Work instructions — Reproduce the records word for word, starting at the line that contains "of the flowing" and ending at the last line of the records, with both of those lines included.

Provided material —
[start]

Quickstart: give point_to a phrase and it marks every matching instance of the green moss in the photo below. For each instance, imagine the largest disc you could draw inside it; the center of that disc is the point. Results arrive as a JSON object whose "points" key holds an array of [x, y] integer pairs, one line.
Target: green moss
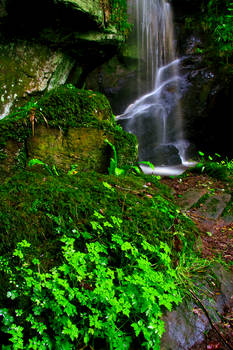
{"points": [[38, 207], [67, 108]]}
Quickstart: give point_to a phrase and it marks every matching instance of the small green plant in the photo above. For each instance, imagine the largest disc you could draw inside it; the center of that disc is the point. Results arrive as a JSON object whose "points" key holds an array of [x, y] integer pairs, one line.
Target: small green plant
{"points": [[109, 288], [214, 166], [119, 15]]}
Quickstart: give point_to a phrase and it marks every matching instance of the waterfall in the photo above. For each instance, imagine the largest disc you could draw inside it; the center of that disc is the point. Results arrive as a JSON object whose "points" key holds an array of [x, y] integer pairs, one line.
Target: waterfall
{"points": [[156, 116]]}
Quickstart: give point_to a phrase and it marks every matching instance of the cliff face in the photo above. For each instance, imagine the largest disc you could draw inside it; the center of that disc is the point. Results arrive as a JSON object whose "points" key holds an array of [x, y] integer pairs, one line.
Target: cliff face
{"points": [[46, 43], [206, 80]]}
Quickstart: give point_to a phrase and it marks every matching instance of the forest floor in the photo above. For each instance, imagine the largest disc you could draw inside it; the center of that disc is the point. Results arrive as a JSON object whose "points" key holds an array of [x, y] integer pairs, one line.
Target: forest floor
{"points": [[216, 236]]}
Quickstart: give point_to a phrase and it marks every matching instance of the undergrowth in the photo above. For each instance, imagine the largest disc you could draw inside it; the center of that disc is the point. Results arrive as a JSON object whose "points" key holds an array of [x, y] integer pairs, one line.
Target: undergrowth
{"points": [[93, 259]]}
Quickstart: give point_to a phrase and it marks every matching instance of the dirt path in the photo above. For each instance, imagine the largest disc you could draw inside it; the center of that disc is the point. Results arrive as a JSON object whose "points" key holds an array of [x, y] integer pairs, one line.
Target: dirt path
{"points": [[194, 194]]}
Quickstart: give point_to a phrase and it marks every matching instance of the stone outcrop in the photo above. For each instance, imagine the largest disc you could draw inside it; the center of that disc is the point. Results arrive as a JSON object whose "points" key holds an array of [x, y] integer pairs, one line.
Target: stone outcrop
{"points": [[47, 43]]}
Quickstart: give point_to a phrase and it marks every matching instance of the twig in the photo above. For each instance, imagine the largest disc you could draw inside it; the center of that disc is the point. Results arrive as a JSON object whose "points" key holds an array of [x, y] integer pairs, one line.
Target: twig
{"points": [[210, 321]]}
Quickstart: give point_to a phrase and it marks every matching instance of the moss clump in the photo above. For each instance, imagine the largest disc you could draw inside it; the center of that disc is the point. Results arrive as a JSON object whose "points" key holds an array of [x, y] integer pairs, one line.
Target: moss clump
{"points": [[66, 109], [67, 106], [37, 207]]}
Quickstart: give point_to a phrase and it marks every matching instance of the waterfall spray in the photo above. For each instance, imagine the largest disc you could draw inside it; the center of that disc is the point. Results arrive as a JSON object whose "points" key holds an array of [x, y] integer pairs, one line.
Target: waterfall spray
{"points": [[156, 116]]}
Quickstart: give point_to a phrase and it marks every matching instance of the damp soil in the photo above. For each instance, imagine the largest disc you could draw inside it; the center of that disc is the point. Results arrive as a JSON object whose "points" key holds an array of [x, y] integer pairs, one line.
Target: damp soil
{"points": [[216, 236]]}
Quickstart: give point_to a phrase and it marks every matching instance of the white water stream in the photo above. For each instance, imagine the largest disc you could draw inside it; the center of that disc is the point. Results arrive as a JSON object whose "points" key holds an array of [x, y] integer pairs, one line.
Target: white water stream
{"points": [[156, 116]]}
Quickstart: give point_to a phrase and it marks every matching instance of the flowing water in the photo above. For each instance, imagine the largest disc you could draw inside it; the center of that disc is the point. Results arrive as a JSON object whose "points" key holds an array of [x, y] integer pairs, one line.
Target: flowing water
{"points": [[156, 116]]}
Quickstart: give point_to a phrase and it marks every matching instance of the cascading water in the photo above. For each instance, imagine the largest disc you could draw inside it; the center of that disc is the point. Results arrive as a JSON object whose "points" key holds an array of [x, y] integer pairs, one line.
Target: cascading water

[end]

Output below —
Quickstart: give point_to a phrase and it marks every matching instance of the flowing water in the photo above. For each instance, imagine the largest disc you could draw inside it; the center of that disc is the point. Results arrive as a JSON object whose "points" key holds an array of [x, y] integer pairs, one line.
Target: flowing water
{"points": [[156, 116]]}
Quickstart: give point_to a phrase and it marks every matching instance of the cascading water in the photo above. For each instance, imagine the largest disc you could draw inside it; the center of that disc is the point. Results arrive as a JSON object whose "points" key holds an array of [x, y] integer pairs, one line.
Target: cascading water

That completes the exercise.